> _TASK TO CARRY OUT_
Include in the output the line containing "Please identify the dark" and each subsequent line of the records, through the end, transcribed exactly. Add nothing else.

Start of INFORMATION PROVIDED

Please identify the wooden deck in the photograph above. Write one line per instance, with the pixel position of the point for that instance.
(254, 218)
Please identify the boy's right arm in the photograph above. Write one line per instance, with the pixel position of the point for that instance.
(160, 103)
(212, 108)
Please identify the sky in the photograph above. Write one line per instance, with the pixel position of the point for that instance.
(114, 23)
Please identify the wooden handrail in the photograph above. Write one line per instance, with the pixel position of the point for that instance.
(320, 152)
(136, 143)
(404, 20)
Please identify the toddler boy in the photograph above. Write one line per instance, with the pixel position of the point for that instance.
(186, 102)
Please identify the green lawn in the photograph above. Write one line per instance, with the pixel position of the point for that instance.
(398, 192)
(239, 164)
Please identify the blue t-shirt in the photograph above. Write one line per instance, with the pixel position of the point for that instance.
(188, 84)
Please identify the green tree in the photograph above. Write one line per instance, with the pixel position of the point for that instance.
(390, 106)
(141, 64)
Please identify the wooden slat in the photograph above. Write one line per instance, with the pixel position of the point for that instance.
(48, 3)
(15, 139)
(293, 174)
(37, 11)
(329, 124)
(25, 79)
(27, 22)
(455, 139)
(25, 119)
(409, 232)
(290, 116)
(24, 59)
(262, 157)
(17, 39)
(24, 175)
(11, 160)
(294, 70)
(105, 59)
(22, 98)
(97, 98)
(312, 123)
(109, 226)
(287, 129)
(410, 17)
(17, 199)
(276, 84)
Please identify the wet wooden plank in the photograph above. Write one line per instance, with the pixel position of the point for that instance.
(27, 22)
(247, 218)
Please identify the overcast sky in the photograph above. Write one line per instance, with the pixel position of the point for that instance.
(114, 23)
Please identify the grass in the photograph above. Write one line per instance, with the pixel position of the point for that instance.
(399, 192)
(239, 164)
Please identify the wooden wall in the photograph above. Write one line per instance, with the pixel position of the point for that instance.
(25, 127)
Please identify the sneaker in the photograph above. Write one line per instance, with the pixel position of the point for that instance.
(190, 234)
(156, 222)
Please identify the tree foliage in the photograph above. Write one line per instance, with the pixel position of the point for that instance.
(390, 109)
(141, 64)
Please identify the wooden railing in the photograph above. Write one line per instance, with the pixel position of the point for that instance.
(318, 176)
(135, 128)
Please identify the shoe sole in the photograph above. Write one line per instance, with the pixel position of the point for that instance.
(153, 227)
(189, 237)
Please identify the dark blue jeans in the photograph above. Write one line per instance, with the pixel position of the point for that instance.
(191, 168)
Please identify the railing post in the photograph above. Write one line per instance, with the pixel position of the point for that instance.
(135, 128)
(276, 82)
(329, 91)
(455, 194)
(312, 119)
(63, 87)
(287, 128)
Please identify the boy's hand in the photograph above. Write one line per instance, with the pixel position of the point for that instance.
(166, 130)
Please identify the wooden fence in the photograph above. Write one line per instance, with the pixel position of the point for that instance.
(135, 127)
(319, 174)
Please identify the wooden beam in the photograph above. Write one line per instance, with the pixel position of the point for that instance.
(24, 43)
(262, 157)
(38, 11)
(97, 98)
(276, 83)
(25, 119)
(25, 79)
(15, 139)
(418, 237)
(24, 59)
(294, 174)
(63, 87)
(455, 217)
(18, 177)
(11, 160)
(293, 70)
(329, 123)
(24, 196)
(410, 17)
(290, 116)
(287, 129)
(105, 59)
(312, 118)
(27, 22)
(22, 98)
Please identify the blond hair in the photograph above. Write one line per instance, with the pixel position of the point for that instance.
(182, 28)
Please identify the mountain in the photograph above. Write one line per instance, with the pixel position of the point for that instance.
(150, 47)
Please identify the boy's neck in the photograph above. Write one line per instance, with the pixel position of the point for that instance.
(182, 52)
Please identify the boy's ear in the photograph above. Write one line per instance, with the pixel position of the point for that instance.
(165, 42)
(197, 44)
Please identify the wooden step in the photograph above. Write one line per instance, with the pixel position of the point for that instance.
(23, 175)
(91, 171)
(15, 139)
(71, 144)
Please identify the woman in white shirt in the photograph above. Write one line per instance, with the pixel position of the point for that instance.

End of INFORMATION PROVIDED

> _FINISHED TASK_
Please identify the dark blue jeans in the photograph above. Write one line per instance, with the pixel position of the point for that instance.
(191, 168)
Please identify the railing post in the photograph above. Write one line per instance, with the pixel position of the point for that instance.
(135, 128)
(276, 82)
(329, 91)
(455, 194)
(312, 119)
(63, 87)
(287, 128)
Please identify the boy's hand in the photograph above. Write one line per instance, with the pixel position of the point for that instance.
(166, 130)
Please identify the wooden fence in the photograph above. Write one line per instance, with the pixel position of the point for that instance.
(135, 127)
(319, 174)
Please identify the wooden beam in the photograph above. Write one line per instance, with the pixel position of the point for that instance.
(24, 43)
(262, 157)
(38, 11)
(97, 98)
(276, 83)
(25, 119)
(25, 79)
(15, 139)
(418, 237)
(24, 59)
(294, 174)
(63, 87)
(455, 217)
(18, 177)
(11, 160)
(293, 70)
(329, 123)
(24, 196)
(410, 17)
(290, 116)
(287, 129)
(105, 59)
(312, 118)
(27, 22)
(22, 98)
Please identify the blond hair in the photograph above. Write one line per instance, with the pixel position of the point for that instance.
(182, 28)
Please identify the mountain in the photograph above. Write one line per instance, with the pixel position of the point for that instance.
(150, 47)
Please identify the boy's neck in the photograph above. Write one line per instance, with the pixel position of the point for that instance.
(182, 52)
Please identify the boy's ear in the photograph above. Write one line per instance, with the pixel position of the point for that instance.
(165, 42)
(197, 44)
Please identify the wooden step in the photograph above. Write one line per instance, with the pixel position of the point for that instance.
(23, 175)
(91, 171)
(15, 139)
(71, 144)
Please identify the woman in white shirt in the photograph above. Write one line per instance, with the pixel position of the point for that instance.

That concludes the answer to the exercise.